▶ Stored entries:
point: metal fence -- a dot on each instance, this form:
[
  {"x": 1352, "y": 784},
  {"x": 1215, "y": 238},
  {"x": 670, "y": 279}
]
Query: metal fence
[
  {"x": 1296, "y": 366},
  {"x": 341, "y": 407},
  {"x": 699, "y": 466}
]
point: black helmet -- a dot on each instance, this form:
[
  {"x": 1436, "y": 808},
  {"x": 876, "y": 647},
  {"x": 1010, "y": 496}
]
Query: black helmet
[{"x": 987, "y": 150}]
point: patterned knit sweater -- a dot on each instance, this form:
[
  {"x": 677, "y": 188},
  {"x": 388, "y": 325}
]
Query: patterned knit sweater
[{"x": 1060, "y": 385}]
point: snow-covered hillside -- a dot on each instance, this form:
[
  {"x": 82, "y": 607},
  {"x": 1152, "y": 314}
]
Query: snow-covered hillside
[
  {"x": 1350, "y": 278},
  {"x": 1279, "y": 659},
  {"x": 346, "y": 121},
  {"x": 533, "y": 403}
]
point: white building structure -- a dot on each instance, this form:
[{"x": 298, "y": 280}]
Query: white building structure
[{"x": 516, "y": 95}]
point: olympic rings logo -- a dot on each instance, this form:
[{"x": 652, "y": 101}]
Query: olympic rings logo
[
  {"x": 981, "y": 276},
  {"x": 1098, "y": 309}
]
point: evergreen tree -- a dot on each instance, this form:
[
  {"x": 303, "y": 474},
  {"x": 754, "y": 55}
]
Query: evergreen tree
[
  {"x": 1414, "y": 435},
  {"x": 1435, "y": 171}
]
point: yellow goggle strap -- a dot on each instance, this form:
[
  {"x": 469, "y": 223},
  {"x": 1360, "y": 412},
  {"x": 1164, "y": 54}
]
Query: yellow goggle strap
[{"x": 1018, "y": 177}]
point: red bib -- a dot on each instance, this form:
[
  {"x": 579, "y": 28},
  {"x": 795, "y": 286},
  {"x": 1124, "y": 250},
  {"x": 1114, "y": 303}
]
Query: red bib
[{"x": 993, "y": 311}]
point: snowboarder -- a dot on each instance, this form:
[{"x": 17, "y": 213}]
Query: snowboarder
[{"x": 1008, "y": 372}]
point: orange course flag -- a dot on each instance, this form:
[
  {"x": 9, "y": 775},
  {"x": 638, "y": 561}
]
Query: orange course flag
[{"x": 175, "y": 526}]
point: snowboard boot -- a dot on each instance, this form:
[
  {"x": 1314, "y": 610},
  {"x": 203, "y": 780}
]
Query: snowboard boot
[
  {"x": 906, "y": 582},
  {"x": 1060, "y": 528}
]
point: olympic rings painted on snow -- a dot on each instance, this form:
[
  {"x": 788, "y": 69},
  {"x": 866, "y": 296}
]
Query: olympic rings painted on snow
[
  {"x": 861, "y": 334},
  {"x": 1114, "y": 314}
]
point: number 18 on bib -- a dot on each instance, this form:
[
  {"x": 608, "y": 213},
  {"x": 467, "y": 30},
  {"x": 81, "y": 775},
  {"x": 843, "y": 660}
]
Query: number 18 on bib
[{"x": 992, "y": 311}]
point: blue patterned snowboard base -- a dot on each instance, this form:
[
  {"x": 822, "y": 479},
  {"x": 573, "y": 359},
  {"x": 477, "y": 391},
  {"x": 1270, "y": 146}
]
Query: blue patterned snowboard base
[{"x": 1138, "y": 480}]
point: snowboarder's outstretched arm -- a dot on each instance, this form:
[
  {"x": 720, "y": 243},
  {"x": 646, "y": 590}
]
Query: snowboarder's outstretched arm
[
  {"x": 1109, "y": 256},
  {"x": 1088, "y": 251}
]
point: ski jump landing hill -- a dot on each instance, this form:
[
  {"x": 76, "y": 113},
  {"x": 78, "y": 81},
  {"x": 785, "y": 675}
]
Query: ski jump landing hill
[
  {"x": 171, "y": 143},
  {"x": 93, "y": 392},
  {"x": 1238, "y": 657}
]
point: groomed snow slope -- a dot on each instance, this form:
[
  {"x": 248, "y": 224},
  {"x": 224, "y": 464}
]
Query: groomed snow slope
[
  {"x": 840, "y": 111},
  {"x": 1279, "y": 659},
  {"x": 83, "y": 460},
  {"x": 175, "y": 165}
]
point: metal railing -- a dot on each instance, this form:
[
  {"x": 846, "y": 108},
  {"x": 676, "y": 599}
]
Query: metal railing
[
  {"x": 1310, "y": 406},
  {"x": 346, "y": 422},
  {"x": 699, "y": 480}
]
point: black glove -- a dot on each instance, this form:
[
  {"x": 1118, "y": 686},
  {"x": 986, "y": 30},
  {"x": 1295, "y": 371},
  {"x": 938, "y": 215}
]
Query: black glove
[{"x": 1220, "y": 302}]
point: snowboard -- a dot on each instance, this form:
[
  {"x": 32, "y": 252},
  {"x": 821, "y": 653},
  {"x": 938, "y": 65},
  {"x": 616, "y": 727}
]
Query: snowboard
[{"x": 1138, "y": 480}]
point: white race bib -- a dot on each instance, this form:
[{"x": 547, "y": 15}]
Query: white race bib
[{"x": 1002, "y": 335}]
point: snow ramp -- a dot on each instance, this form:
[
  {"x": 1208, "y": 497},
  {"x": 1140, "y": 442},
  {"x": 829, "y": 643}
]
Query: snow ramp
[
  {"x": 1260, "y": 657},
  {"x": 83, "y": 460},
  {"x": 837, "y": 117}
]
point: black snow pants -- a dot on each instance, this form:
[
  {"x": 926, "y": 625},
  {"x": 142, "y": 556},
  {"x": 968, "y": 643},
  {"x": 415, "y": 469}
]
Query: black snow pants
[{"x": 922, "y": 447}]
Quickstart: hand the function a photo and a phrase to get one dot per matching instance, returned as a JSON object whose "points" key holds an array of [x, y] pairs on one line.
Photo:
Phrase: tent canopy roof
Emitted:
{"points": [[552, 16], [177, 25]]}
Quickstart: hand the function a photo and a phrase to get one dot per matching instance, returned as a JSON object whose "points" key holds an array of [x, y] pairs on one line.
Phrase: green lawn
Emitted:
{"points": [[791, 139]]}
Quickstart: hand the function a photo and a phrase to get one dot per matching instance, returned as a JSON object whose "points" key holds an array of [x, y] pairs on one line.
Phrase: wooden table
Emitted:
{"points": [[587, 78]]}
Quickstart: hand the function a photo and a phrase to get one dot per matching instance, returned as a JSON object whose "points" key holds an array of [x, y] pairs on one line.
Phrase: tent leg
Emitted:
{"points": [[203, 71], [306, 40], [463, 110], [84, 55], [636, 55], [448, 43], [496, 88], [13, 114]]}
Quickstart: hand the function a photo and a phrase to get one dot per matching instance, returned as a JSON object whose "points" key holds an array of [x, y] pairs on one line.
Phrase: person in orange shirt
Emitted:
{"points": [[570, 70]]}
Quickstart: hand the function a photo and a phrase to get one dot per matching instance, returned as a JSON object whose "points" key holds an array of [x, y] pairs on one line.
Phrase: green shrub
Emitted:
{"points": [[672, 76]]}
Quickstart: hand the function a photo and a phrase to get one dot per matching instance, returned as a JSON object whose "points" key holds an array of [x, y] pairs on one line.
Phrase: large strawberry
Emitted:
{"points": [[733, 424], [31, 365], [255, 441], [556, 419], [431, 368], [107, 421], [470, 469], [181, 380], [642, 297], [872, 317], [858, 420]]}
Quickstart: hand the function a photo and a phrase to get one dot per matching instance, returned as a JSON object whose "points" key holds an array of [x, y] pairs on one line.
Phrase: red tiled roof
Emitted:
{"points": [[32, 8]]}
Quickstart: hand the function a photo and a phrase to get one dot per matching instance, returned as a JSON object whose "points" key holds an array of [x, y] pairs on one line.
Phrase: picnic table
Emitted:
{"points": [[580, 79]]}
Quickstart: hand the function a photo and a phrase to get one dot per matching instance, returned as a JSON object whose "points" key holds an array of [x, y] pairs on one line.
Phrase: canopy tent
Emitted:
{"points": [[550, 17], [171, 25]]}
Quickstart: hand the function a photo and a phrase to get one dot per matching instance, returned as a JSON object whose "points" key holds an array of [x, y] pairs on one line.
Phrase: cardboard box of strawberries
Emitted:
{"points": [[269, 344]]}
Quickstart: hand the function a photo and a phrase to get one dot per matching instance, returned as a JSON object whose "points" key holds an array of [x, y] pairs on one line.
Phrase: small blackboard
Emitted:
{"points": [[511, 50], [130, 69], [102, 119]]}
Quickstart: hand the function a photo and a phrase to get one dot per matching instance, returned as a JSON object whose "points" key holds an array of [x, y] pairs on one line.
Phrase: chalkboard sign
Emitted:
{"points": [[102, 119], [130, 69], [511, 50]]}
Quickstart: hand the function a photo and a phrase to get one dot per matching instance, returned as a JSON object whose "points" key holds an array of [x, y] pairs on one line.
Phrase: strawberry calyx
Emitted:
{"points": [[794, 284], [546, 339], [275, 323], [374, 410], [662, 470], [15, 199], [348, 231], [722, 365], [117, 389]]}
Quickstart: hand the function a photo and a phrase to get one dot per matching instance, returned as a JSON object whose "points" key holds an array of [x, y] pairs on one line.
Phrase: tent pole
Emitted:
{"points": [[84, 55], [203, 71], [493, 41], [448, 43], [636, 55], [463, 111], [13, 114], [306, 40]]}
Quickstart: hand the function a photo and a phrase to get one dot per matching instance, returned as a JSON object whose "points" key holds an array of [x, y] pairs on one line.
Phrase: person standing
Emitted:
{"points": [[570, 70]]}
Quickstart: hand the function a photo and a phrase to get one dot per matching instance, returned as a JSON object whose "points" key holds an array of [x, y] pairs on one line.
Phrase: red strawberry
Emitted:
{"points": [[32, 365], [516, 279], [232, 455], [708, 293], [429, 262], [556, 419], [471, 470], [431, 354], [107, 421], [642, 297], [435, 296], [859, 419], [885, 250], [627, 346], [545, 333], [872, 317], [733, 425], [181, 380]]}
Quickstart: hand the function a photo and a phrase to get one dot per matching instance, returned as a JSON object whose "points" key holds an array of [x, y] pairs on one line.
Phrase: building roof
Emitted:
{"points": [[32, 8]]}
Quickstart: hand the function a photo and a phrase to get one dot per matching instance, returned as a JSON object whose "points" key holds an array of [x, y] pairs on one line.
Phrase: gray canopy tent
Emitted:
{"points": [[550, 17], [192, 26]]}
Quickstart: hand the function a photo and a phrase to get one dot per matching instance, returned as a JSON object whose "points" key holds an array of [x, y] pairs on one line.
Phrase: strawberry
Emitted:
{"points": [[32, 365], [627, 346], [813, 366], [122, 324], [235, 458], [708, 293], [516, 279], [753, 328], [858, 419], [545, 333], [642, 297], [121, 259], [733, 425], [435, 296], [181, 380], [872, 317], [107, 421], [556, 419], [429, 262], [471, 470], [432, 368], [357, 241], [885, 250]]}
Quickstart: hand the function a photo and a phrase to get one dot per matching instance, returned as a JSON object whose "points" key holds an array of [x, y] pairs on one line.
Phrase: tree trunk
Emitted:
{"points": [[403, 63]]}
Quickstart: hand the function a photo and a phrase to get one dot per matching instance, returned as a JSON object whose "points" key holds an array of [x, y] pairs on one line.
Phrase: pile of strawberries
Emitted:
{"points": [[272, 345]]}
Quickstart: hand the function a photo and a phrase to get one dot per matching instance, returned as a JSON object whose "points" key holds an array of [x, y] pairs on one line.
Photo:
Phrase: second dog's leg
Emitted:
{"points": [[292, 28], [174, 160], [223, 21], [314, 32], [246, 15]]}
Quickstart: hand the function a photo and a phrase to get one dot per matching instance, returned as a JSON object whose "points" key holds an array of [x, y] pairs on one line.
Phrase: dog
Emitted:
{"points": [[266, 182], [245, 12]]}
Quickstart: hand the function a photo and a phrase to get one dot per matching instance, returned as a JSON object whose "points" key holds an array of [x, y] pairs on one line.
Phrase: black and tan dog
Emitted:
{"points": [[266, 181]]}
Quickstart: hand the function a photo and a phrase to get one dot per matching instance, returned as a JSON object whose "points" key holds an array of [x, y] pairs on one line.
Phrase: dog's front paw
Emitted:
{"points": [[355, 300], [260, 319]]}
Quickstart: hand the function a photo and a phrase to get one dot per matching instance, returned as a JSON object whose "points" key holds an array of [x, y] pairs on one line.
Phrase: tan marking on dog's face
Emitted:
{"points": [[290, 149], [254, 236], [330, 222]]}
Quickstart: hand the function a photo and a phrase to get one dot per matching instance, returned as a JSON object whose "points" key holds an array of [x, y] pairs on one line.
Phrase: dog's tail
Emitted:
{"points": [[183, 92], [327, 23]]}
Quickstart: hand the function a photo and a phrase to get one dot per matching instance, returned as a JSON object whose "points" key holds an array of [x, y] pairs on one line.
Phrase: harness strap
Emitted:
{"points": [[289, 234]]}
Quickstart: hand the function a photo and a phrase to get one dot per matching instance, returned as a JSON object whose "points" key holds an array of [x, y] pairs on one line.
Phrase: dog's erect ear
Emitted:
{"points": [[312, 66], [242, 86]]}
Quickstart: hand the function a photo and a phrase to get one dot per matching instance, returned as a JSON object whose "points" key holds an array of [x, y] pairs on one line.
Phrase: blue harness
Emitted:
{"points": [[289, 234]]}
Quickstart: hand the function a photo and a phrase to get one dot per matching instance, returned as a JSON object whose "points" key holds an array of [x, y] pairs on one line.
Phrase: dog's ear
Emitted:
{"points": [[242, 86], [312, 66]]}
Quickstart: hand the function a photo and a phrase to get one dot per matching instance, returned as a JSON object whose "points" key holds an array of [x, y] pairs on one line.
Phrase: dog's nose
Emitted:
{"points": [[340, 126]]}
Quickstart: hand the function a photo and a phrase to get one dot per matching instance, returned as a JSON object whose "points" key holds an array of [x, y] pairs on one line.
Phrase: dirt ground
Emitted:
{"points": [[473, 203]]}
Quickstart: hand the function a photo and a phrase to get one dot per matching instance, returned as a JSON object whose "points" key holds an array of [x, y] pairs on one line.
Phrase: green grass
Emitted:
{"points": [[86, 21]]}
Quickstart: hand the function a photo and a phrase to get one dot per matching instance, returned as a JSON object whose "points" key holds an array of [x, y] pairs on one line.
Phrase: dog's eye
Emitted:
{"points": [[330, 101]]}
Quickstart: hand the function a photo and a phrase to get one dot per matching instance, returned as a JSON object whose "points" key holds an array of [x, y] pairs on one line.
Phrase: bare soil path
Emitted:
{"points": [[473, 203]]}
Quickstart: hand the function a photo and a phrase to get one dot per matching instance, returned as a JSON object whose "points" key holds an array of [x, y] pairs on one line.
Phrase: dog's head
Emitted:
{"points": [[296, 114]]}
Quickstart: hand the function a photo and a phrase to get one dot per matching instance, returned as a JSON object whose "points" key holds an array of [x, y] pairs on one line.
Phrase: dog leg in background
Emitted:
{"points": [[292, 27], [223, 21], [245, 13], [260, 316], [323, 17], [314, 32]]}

▶ Problem description: Please give again the lines above between the line holding "Phrase: black and tan dog" and the line holding "Phrase: dog's ear", inclusive, exactly as they are and with nothing added.

▶ Written reply:
Phrase: black and tan dog
Emitted:
{"points": [[266, 181]]}
Quickstart: hand the function a photo and a phrase to get one dot per matching instance, returned as a JSON object whose "points" key holds an array of [x, y] pairs on one line.
Phrase: dog's front paw
Emitted:
{"points": [[355, 300], [260, 319]]}
Quickstart: hand the function a photo and a phrase to get one dot per matching instance, returned as a JSON object whose "points" key holds an array of [x, y] pairs on one line.
Phrase: tan marking on dog's face
Emitted:
{"points": [[290, 149], [254, 236], [330, 222]]}
Quickstart: hand the function a photo and a phrase to get one dot per matching instance, returned as a JSON object whose "points" key holds an array of [x, y] pairs on one line.
Phrase: dog's tail
Emitted:
{"points": [[183, 92], [327, 23]]}
Quickstart: hand the function a photo and a phrase to get one dot per matching instance, returned as a JSON object whose "points" key holds an array of [x, y] pairs on one line.
Phrase: harness strap
Emitted:
{"points": [[289, 234]]}
Quickstart: hand the function a photo and a phrase to get one dot per matching instance, returned as a JSON object whose "points" key holds an array of [x, y] pairs on one line.
Phrase: dog's erect ear
Emitted:
{"points": [[312, 66], [242, 86]]}
Quickstart: hand the function a photo and a phrase to get one dot per matching instance, returned as a JSON object whose "points" key holds an array of [x, y] pairs on one line.
Phrase: blue harness
Emitted:
{"points": [[289, 234]]}
Quickstart: hand the function a photo and a phrase to get one dot per matching instance, returned as a JSON object whose "points" key holds an array of [x, y] pairs on one line.
Phrase: dog's ear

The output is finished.